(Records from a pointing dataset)
::::::::::
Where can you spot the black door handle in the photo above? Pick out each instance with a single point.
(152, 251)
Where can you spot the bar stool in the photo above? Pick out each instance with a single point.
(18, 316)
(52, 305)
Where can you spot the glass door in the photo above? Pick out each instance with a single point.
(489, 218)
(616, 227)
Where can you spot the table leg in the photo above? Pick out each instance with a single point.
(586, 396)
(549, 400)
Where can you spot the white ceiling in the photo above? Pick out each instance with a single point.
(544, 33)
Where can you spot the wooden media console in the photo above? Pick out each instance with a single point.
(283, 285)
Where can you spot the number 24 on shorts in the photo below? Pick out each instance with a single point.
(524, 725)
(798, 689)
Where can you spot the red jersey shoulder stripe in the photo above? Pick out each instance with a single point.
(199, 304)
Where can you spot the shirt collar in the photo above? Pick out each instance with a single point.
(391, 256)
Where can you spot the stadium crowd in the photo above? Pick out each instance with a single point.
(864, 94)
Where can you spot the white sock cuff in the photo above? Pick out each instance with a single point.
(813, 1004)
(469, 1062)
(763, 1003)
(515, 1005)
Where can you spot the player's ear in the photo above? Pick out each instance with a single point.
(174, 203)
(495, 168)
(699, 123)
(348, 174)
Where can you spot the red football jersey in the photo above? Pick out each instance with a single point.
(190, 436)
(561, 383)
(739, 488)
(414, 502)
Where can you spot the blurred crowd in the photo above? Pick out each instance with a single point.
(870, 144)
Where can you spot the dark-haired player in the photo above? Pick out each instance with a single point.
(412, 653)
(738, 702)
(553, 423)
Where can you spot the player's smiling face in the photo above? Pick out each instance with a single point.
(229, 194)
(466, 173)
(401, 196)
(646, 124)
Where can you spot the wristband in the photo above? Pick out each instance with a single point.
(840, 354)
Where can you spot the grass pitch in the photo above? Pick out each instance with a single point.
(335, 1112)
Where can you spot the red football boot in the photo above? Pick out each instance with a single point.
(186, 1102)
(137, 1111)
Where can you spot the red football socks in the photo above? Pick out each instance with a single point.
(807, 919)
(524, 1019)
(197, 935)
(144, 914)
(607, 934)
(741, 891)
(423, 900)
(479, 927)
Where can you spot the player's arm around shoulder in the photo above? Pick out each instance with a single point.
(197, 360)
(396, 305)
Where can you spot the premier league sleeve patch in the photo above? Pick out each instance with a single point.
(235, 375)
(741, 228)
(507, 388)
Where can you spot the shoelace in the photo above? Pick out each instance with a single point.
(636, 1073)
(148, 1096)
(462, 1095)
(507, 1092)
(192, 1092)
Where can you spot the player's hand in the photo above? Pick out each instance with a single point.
::::::::::
Given request: Copy every one of the records above word for word, with nothing left out or altered.

Task output:
Where can you spot the black door handle in the photo above? Pick out each instance with a single point.
(152, 251)
Where can you spot the bar stool in the photo above? Pick out each instance with a single point.
(18, 316)
(52, 305)
Where can you spot the glass door in the photo above? Pick out each instance with a single point.
(489, 218)
(616, 227)
Where can you spot the table leg in the photo above? Pick out each instance with a single point.
(586, 396)
(549, 400)
Where can you spot the white ceiling in the photo above? Pick out each instance with a single point.
(544, 33)
Where can you spot the wooden media console in the photo above? Pick out each instance with a single point.
(283, 285)
Where can you spot the number 24 on shorts in the photo below? Pick out each instance with a single point.
(524, 725)
(798, 689)
Where can you spot the red jersey shoulder stripe in the photo above? Pick out each instance with a single point.
(199, 304)
Where can you spot the shirt collar in the photo above? Pick out each instance with a single point.
(391, 256)
Where can you spot the stadium crowd in the photo above? Pick out each instance with a single point.
(864, 94)
Where can you spot the white sock cuff in the photo above? Pick out each instance with a single point.
(813, 1004)
(469, 1062)
(763, 1003)
(515, 1005)
Where can you spot the player's ear in the photo above? Pick out each instance with a single point.
(174, 203)
(495, 168)
(699, 123)
(348, 174)
Where can you spot the red football jersey in the photo above? Pick out each instance with a single point.
(190, 436)
(561, 383)
(739, 488)
(414, 502)
Where can you spot the blurred crowd in the photo above? Pick out each instance with a single point.
(870, 144)
Where can you spot the dark-haired player in the photo above? Pick out each instance with a single point.
(412, 653)
(738, 702)
(553, 423)
Where can you spot the player's smiling face in the photo above? Pick out each instance with a single point.
(229, 194)
(466, 173)
(401, 196)
(646, 124)
Where can you spot the wristband in the photo above? Pick out each instance with a single point.
(840, 354)
Where can you spot the grass pitch in the photo above? Pick out each instance with a single point.
(335, 1112)
Where can you spot the red football boot in the photo above? Pick out each instance with a single point.
(186, 1102)
(137, 1111)
Where can you spot the red football socks in the photo above? Pick out each instance with a single point.
(807, 919)
(524, 1019)
(197, 935)
(144, 914)
(607, 934)
(741, 891)
(423, 900)
(479, 927)
Where can you spot the player's arm around shoulder in the photo above? Pick out each instance with a single point.
(197, 360)
(396, 305)
Where can you spot the premier league sleeve patch in the photo above? Pick out each instance with a single point.
(235, 375)
(741, 228)
(507, 388)
Where can you spot the shoelace in the photo above? Pick out each instance with a single point.
(636, 1073)
(148, 1096)
(462, 1095)
(507, 1092)
(192, 1092)
Where can you spot the player's hand in the photo above? Pick out each instance with a single point.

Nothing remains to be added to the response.